▶ **EXERCISE INSTRUCTIONS**:
Copy the listing from the line containing "task: segment the stone pillar" up to and including the line containing "[[[8,228],[0,241],[64,241],[65,179],[72,176],[51,170],[8,173]]]", changing "stone pillar" to "stone column" and leaving everything else as it is.
——————————
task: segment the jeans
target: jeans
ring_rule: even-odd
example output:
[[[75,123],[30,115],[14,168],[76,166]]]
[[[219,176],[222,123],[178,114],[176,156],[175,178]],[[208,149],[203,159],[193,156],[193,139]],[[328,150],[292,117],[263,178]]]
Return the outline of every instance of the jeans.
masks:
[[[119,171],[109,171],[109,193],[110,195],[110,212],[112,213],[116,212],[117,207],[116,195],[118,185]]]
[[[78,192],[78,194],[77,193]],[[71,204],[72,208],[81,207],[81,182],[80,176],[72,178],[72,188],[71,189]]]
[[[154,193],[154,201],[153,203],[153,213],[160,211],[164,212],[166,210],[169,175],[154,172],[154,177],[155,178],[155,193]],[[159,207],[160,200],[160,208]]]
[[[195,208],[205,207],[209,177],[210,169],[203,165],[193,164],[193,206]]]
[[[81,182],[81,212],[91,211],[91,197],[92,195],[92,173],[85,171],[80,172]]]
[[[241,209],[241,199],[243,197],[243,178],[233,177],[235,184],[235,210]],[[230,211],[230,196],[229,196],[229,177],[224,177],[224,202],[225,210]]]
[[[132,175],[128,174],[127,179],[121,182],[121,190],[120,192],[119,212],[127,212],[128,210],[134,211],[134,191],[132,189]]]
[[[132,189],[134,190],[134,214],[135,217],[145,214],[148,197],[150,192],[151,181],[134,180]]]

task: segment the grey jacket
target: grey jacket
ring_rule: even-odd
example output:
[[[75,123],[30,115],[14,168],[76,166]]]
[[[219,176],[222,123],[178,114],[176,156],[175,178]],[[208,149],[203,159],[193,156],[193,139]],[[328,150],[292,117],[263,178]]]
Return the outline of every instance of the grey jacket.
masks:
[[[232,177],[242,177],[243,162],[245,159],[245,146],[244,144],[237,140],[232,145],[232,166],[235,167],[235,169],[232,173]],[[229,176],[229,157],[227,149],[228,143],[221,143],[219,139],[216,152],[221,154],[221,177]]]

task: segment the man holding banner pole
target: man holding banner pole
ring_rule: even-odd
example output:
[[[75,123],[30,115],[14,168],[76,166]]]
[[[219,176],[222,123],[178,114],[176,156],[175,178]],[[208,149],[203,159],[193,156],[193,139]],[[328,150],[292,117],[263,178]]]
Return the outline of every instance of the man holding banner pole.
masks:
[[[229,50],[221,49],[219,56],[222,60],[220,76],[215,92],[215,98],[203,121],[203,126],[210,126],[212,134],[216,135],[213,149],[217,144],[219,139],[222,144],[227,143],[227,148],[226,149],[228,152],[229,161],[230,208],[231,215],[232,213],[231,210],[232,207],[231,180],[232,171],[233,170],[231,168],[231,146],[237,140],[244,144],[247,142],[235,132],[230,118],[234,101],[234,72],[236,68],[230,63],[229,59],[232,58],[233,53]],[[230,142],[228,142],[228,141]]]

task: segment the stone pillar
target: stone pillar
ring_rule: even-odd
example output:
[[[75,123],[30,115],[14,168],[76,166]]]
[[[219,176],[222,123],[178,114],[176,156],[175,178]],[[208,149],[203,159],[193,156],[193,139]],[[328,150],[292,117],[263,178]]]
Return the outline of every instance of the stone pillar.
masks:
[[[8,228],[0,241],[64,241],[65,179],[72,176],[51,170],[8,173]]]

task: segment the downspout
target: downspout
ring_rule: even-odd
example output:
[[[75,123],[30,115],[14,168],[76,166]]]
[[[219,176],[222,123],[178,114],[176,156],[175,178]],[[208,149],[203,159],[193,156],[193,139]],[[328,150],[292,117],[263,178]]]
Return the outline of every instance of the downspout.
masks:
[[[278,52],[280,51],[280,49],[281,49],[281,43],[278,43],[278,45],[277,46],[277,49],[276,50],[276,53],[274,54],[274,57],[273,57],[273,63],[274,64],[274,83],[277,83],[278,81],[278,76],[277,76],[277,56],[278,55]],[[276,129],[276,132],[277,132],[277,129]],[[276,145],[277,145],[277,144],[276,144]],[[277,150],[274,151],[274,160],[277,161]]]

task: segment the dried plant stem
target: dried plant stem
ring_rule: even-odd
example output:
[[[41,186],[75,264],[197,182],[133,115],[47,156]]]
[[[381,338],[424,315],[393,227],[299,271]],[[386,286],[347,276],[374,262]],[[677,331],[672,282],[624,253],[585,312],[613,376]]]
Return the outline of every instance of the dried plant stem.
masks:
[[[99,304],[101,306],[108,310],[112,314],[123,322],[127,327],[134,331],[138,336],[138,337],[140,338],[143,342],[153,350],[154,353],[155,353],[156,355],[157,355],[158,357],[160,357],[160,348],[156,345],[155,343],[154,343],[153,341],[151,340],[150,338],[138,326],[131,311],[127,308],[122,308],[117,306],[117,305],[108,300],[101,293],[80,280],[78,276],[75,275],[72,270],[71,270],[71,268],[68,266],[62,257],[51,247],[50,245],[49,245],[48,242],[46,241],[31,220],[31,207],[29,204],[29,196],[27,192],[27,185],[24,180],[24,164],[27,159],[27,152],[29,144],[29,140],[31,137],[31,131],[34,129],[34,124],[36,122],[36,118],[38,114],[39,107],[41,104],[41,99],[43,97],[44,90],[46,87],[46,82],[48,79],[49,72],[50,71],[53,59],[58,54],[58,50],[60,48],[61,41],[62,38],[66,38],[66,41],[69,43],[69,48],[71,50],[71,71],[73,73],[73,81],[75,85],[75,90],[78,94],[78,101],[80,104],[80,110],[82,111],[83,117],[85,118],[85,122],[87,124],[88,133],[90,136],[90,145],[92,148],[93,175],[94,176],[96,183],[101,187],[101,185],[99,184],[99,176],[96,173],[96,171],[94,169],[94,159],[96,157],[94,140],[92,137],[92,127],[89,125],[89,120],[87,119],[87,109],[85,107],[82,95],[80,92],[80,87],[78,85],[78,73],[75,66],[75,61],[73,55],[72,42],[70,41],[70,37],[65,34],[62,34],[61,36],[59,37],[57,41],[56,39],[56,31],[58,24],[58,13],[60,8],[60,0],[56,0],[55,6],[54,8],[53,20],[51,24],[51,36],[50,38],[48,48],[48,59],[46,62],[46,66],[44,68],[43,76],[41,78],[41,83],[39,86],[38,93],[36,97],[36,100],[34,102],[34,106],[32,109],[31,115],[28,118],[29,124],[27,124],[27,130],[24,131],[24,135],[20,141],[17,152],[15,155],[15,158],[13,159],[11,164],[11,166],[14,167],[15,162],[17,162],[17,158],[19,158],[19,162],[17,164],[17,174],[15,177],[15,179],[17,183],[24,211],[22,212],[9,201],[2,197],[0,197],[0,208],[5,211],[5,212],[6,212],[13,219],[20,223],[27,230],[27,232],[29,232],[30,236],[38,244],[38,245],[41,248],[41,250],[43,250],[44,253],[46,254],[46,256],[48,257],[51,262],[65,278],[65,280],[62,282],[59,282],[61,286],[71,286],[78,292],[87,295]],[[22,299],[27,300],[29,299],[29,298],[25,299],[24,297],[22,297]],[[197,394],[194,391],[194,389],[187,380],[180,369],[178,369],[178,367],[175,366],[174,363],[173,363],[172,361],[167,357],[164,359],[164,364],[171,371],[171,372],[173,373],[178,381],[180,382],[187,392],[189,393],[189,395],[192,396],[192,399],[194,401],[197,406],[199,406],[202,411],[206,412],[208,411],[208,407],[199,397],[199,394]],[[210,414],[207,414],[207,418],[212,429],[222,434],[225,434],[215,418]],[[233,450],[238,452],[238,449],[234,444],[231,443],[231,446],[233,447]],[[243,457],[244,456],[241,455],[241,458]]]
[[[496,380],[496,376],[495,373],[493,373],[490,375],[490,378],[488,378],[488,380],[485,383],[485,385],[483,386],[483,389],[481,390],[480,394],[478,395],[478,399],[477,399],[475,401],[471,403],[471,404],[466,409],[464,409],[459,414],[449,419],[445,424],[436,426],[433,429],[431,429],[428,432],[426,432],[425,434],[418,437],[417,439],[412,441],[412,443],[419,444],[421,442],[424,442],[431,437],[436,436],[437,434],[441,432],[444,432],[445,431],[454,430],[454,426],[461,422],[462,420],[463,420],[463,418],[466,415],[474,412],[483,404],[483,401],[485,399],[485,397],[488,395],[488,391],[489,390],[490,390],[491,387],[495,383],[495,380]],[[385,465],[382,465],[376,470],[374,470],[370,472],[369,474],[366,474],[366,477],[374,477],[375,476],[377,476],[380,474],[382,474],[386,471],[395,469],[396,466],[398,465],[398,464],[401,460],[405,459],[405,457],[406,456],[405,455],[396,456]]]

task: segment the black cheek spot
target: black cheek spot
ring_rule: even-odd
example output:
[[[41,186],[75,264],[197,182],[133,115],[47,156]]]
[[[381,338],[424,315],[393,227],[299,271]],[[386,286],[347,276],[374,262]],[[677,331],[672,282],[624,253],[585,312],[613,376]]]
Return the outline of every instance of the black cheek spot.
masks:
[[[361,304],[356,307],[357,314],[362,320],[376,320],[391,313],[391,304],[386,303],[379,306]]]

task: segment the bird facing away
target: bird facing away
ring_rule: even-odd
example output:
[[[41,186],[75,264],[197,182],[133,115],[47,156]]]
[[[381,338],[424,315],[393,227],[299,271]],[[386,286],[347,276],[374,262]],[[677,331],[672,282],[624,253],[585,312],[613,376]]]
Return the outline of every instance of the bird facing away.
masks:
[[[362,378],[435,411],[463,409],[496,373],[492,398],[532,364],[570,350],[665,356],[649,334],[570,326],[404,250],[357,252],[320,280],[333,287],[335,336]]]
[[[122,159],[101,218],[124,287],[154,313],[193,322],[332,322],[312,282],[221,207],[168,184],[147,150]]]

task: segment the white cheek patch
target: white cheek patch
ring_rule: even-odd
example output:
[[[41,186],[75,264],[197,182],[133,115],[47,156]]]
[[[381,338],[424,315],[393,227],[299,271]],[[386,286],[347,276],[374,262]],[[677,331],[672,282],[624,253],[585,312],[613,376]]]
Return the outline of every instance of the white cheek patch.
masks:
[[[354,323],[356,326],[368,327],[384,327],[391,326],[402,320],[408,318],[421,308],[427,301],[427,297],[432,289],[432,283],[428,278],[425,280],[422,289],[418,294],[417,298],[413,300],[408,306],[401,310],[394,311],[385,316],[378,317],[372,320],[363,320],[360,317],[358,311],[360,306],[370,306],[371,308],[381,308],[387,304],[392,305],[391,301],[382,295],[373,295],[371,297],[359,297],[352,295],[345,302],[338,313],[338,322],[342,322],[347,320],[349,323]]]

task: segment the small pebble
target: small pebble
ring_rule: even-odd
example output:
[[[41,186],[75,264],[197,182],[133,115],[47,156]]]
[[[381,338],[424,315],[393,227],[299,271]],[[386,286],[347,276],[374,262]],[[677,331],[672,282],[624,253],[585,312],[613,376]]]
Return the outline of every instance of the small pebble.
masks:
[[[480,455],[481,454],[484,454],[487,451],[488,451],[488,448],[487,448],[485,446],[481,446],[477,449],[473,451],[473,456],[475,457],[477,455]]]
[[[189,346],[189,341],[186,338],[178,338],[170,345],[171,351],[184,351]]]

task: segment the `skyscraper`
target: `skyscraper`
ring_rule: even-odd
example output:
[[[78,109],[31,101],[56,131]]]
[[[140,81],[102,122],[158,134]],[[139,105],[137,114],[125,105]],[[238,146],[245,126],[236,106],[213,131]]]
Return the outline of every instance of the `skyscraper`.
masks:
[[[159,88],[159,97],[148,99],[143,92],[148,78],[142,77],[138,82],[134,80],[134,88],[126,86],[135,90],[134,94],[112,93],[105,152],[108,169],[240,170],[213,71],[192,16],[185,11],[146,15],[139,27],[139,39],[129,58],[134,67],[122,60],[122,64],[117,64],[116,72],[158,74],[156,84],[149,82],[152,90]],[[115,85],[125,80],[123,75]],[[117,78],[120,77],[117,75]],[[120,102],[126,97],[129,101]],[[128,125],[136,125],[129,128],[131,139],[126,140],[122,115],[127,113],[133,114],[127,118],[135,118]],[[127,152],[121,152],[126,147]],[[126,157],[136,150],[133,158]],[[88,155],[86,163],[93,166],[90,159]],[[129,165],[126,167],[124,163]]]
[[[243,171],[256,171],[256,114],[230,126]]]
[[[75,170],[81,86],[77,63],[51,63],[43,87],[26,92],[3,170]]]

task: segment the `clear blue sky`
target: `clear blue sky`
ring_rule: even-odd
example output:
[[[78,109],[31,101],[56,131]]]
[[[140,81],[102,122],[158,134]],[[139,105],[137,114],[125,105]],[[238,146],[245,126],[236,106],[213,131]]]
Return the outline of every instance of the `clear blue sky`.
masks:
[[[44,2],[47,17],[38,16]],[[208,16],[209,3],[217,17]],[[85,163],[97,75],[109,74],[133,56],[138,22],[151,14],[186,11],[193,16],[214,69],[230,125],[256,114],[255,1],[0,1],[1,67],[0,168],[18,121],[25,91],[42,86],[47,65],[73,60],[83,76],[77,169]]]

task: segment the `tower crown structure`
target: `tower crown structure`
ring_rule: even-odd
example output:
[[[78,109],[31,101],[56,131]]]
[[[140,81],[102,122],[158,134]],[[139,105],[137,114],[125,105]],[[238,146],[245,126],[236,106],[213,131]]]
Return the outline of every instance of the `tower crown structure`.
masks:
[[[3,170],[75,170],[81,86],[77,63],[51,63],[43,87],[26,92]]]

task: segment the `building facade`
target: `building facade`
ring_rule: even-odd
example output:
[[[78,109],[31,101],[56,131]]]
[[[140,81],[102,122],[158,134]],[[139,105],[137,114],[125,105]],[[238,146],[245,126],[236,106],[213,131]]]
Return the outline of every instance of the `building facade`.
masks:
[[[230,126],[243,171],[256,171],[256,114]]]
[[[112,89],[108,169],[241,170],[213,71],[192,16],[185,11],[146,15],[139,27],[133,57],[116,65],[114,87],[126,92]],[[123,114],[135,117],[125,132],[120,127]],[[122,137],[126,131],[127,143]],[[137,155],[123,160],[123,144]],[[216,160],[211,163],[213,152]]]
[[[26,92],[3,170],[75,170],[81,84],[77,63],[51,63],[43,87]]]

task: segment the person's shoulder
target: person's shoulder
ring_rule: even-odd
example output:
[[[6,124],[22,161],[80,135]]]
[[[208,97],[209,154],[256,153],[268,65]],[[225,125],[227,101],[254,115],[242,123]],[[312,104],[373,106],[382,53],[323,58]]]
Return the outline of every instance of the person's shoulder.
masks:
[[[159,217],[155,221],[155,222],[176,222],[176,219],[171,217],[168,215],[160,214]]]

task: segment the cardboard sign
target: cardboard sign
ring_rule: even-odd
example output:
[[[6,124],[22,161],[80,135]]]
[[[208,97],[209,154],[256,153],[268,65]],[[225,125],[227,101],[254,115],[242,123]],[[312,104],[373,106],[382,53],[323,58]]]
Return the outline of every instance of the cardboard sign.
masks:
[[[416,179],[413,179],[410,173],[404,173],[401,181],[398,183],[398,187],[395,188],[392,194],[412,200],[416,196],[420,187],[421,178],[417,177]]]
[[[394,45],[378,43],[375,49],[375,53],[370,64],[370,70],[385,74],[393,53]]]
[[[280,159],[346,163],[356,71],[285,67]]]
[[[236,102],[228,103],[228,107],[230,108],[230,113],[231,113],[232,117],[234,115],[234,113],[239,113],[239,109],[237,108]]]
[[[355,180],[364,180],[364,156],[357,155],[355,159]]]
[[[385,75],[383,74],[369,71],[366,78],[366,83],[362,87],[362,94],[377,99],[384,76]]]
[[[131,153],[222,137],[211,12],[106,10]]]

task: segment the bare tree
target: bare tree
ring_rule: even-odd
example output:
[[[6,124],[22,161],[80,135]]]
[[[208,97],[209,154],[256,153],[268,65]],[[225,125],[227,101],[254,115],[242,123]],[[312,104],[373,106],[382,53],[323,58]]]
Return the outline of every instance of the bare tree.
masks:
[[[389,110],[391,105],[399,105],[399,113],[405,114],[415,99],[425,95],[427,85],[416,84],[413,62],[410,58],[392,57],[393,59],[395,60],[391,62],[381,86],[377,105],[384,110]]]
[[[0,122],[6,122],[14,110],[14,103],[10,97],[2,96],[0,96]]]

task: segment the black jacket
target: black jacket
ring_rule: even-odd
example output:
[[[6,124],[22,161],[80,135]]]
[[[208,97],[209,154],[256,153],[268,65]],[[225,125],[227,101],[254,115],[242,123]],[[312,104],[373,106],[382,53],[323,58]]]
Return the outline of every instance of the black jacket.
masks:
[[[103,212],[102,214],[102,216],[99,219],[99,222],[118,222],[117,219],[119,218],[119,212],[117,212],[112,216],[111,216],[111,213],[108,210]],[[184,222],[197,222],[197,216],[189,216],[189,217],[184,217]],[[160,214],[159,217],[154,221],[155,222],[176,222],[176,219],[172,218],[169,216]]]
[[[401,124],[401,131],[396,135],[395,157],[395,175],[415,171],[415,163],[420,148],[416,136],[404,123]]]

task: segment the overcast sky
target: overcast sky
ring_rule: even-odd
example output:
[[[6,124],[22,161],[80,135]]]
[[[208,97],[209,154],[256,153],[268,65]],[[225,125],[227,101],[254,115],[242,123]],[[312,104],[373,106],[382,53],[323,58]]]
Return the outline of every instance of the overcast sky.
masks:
——————————
▶ **SOLUTION FOR THIS TASK**:
task: segment the stone column
target: stone column
ring_rule: even-odd
example output:
[[[75,123],[30,115],[14,168],[76,166]]]
[[[219,176],[222,123],[178,114],[176,156],[175,178]],[[208,149],[203,159],[193,156],[193,139]],[[328,150],[292,117],[263,178]]]
Return the outline of every instance of the stone column.
masks:
[[[8,228],[0,241],[64,241],[65,179],[72,176],[51,170],[8,173]]]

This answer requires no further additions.